- GIVEN EXERCISE
Each record below must be returned exactly as shown.
========================================
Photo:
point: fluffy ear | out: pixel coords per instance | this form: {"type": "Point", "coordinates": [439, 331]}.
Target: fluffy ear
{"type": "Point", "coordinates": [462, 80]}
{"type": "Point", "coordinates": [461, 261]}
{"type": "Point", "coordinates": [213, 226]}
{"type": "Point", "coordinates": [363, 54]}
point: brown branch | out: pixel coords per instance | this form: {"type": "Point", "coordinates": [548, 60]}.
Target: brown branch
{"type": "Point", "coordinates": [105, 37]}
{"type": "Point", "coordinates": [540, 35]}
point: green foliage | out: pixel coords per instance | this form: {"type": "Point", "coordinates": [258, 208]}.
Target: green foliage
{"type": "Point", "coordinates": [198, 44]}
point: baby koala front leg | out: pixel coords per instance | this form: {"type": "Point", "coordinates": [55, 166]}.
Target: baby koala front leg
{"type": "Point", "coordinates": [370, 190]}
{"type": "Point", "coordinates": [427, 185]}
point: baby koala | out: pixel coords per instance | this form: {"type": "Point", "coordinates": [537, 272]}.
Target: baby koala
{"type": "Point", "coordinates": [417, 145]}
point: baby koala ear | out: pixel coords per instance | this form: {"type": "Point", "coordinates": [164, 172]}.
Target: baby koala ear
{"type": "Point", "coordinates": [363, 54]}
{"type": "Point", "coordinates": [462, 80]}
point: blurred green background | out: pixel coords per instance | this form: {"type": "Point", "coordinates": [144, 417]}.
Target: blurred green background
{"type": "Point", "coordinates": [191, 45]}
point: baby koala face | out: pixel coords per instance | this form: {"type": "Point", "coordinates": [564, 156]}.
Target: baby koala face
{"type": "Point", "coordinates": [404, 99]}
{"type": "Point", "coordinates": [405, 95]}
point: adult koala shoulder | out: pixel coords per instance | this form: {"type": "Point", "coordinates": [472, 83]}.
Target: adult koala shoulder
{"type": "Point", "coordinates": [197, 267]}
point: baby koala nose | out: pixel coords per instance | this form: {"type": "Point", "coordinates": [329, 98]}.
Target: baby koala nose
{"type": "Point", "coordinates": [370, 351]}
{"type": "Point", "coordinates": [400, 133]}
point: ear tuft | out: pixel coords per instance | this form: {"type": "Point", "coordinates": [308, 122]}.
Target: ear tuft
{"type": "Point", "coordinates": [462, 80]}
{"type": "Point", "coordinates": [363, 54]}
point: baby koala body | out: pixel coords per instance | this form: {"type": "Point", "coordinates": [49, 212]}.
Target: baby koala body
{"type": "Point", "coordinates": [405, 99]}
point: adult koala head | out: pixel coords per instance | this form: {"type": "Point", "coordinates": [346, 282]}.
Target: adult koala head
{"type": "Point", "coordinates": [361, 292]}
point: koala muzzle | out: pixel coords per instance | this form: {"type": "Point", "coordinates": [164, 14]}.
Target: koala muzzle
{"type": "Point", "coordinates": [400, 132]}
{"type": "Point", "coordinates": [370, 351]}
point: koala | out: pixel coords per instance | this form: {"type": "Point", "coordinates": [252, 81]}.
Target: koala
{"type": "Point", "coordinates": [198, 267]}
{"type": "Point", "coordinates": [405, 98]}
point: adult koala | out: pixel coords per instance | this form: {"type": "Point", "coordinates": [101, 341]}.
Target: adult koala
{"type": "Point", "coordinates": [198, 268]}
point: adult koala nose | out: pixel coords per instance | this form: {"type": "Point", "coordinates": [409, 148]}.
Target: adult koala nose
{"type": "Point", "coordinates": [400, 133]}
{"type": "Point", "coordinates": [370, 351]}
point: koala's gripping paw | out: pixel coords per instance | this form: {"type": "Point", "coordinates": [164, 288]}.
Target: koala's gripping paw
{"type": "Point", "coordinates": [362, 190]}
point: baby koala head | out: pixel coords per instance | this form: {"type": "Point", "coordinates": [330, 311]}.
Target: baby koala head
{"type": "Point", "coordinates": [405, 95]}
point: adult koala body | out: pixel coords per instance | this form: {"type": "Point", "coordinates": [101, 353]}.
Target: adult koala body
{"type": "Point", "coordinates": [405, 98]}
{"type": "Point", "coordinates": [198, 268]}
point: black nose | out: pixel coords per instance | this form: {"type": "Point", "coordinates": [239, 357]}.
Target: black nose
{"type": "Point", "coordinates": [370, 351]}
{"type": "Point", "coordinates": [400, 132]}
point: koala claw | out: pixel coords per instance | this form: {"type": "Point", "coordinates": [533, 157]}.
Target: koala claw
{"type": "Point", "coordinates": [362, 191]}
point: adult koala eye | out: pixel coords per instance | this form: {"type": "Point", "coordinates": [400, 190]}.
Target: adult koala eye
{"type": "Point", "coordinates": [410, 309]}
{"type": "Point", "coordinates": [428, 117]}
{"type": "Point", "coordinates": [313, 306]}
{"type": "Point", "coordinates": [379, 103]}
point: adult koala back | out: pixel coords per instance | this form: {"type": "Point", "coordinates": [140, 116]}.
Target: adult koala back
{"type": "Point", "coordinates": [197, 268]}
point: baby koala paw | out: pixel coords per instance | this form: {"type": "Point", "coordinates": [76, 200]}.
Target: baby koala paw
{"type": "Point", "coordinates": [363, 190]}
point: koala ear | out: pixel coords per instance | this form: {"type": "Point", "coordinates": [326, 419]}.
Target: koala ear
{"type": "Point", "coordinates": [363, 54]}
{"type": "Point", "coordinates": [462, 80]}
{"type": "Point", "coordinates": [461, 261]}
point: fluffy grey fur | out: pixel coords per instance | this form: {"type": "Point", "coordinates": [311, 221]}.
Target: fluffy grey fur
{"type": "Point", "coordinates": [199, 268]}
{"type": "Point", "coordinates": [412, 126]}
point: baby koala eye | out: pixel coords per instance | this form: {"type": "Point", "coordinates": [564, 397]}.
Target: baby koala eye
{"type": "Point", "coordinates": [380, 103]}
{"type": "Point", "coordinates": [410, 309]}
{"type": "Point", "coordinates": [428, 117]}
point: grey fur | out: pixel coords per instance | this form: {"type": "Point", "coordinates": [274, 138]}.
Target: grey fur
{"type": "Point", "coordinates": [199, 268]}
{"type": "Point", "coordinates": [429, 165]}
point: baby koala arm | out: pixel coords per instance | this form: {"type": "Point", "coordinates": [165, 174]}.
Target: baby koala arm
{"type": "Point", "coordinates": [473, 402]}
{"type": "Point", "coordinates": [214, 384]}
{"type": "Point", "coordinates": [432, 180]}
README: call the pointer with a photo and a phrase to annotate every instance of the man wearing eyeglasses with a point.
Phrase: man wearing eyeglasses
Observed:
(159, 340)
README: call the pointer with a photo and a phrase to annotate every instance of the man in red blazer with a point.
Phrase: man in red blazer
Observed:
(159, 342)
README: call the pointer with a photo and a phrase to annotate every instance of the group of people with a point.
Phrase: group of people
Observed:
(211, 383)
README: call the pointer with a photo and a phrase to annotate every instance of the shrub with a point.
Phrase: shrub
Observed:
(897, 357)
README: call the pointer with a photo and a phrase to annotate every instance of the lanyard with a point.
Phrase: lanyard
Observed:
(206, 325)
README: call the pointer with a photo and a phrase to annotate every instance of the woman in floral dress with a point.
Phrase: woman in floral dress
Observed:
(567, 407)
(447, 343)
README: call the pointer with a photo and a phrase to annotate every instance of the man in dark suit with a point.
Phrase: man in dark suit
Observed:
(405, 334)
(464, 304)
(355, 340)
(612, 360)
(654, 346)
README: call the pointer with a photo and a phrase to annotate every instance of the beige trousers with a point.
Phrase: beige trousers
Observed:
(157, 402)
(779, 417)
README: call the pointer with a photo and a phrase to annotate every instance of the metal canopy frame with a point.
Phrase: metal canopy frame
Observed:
========================================
- RESULT
Photo:
point: fluffy ear | out: pixel coords per instance | this form: {"type": "Point", "coordinates": [439, 331]}.
Target: fluffy ear
{"type": "Point", "coordinates": [462, 80]}
{"type": "Point", "coordinates": [461, 261]}
{"type": "Point", "coordinates": [213, 226]}
{"type": "Point", "coordinates": [363, 54]}
point: brown branch | out: pixel coords per instance | this form: {"type": "Point", "coordinates": [548, 60]}.
Target: brown branch
{"type": "Point", "coordinates": [105, 37]}
{"type": "Point", "coordinates": [540, 35]}
point: green foliage | out: pixel coords per instance | this form: {"type": "Point", "coordinates": [258, 208]}.
Target: green foliage
{"type": "Point", "coordinates": [198, 44]}
point: baby koala front leg | out: pixel coords per instance | this form: {"type": "Point", "coordinates": [55, 166]}.
Target: baby koala front leg
{"type": "Point", "coordinates": [370, 190]}
{"type": "Point", "coordinates": [427, 185]}
point: baby koala | out: pixel coords per instance | this form: {"type": "Point", "coordinates": [537, 272]}.
Target: baby koala
{"type": "Point", "coordinates": [417, 145]}
point: baby koala ear | out: pixel coords per instance | this form: {"type": "Point", "coordinates": [164, 172]}.
Target: baby koala ear
{"type": "Point", "coordinates": [363, 54]}
{"type": "Point", "coordinates": [462, 80]}
point: blurred green background | out: pixel coords per instance | this form: {"type": "Point", "coordinates": [144, 417]}.
Target: blurred green background
{"type": "Point", "coordinates": [191, 45]}
point: baby koala face | out: pixel coords per instance | this form: {"type": "Point", "coordinates": [564, 156]}.
Target: baby koala face
{"type": "Point", "coordinates": [404, 99]}
{"type": "Point", "coordinates": [405, 95]}
point: adult koala shoulder | out: pixel coords per instance | this form: {"type": "Point", "coordinates": [472, 83]}.
Target: adult koala shoulder
{"type": "Point", "coordinates": [197, 267]}
point: baby koala nose | out: pixel coords per instance | this form: {"type": "Point", "coordinates": [329, 98]}.
Target: baby koala nose
{"type": "Point", "coordinates": [370, 351]}
{"type": "Point", "coordinates": [400, 133]}
point: ear tuft | out: pixel coords per instance | this form: {"type": "Point", "coordinates": [308, 122]}.
Target: ear tuft
{"type": "Point", "coordinates": [462, 80]}
{"type": "Point", "coordinates": [363, 54]}
point: baby koala body | out: pixel coords per instance | this form: {"type": "Point", "coordinates": [49, 212]}.
Target: baby koala body
{"type": "Point", "coordinates": [405, 99]}
point: adult koala head | out: pixel coords per instance | this form: {"type": "Point", "coordinates": [346, 282]}.
Target: adult koala head
{"type": "Point", "coordinates": [361, 292]}
point: koala muzzle | out: pixel coords per instance | this form: {"type": "Point", "coordinates": [164, 14]}.
Target: koala muzzle
{"type": "Point", "coordinates": [400, 132]}
{"type": "Point", "coordinates": [370, 351]}
point: koala | out: pixel coords per instance | this form: {"type": "Point", "coordinates": [252, 81]}.
Target: koala
{"type": "Point", "coordinates": [198, 267]}
{"type": "Point", "coordinates": [405, 98]}
point: adult koala | out: pixel coords per instance | this form: {"type": "Point", "coordinates": [101, 341]}.
Target: adult koala
{"type": "Point", "coordinates": [198, 268]}
point: adult koala nose | out: pixel coords per instance | this form: {"type": "Point", "coordinates": [409, 148]}.
Target: adult koala nose
{"type": "Point", "coordinates": [400, 133]}
{"type": "Point", "coordinates": [370, 351]}
point: koala's gripping paw | out: pixel coords per instance | this form: {"type": "Point", "coordinates": [164, 288]}.
Target: koala's gripping paw
{"type": "Point", "coordinates": [362, 190]}
point: baby koala head | out: pixel coords per instance | this form: {"type": "Point", "coordinates": [330, 311]}.
Target: baby koala head
{"type": "Point", "coordinates": [405, 95]}
point: adult koala body | out: pixel coords per instance | this form: {"type": "Point", "coordinates": [101, 353]}.
Target: adult koala body
{"type": "Point", "coordinates": [405, 98]}
{"type": "Point", "coordinates": [198, 268]}
point: black nose | out: pixel coords per instance | this form: {"type": "Point", "coordinates": [239, 357]}.
Target: black nose
{"type": "Point", "coordinates": [370, 351]}
{"type": "Point", "coordinates": [400, 132]}
point: koala claw | out: pixel coords per instance | this form: {"type": "Point", "coordinates": [533, 157]}.
Target: koala claw
{"type": "Point", "coordinates": [362, 191]}
point: adult koala eye | out: pixel coords per instance | this form: {"type": "Point", "coordinates": [400, 190]}.
Target: adult koala eye
{"type": "Point", "coordinates": [410, 309]}
{"type": "Point", "coordinates": [428, 117]}
{"type": "Point", "coordinates": [313, 306]}
{"type": "Point", "coordinates": [379, 103]}
point: adult koala back | out: pixel coords per instance | this form: {"type": "Point", "coordinates": [140, 116]}.
Target: adult koala back
{"type": "Point", "coordinates": [197, 268]}
point: baby koala paw | out: pixel coords per instance | this form: {"type": "Point", "coordinates": [76, 200]}.
Target: baby koala paw
{"type": "Point", "coordinates": [363, 190]}
point: koala ear | out: pixel coords per instance | this form: {"type": "Point", "coordinates": [326, 419]}.
Target: koala ear
{"type": "Point", "coordinates": [363, 54]}
{"type": "Point", "coordinates": [462, 80]}
{"type": "Point", "coordinates": [461, 261]}
point: fluffy grey fur | out: pixel coords per instance | this form: {"type": "Point", "coordinates": [311, 221]}.
Target: fluffy grey fur
{"type": "Point", "coordinates": [199, 268]}
{"type": "Point", "coordinates": [412, 126]}
point: baby koala eye | out: pixel coords per instance | this form: {"type": "Point", "coordinates": [564, 397]}.
Target: baby koala eye
{"type": "Point", "coordinates": [380, 103]}
{"type": "Point", "coordinates": [410, 309]}
{"type": "Point", "coordinates": [428, 117]}
point: grey fur | out: pixel coords per instance | this form: {"type": "Point", "coordinates": [274, 138]}.
Target: grey fur
{"type": "Point", "coordinates": [199, 268]}
{"type": "Point", "coordinates": [429, 165]}
point: baby koala arm | out: pixel coords per instance | this form: {"type": "Point", "coordinates": [165, 174]}.
Target: baby koala arm
{"type": "Point", "coordinates": [473, 402]}
{"type": "Point", "coordinates": [214, 384]}
{"type": "Point", "coordinates": [432, 180]}
README: call the pointer with a photo and a phrase to annotate every instance of the man wearing eyeglasses with a point.
Phrase: man wearing eyeglasses
Observed:
(159, 340)
README: call the pointer with a photo and a phrase to annotate every instance of the man in red blazer with a point.
Phrase: man in red blazer
Observed:
(159, 342)
README: call the pointer with a photo and a phrase to annotate every instance of the group of people with a point.
Phrase: group of people
Observed:
(211, 383)
README: call the pointer with a photo and a phrase to annotate every instance of the shrub with a point.
Phrase: shrub
Observed:
(897, 357)
README: call the pointer with a photo and a phrase to annotate every instance of the lanyard with a point.
Phrase: lanyard
Observed:
(206, 325)
README: call the pointer with a photo and a phrase to annotate every instance of the woman in floral dress with a point.
Phrase: woman in floral dress
Observed:
(567, 407)
(447, 343)
README: call the pointer with a photo and a phrase to annotate every instance of the man in dark suit with a point.
Phrase: man in dark suit
Observed:
(405, 334)
(464, 304)
(355, 340)
(612, 360)
(654, 346)
README: call the pointer with a photo and a phrase to annotate every instance of the beige trousers with a point.
Phrase: beige trousers
Observed:
(157, 402)
(779, 417)
README: call the pointer with a photo and a phrase to annotate every instance of the metal canopy frame with a point.
Phrase: metal canopy frame
Observed:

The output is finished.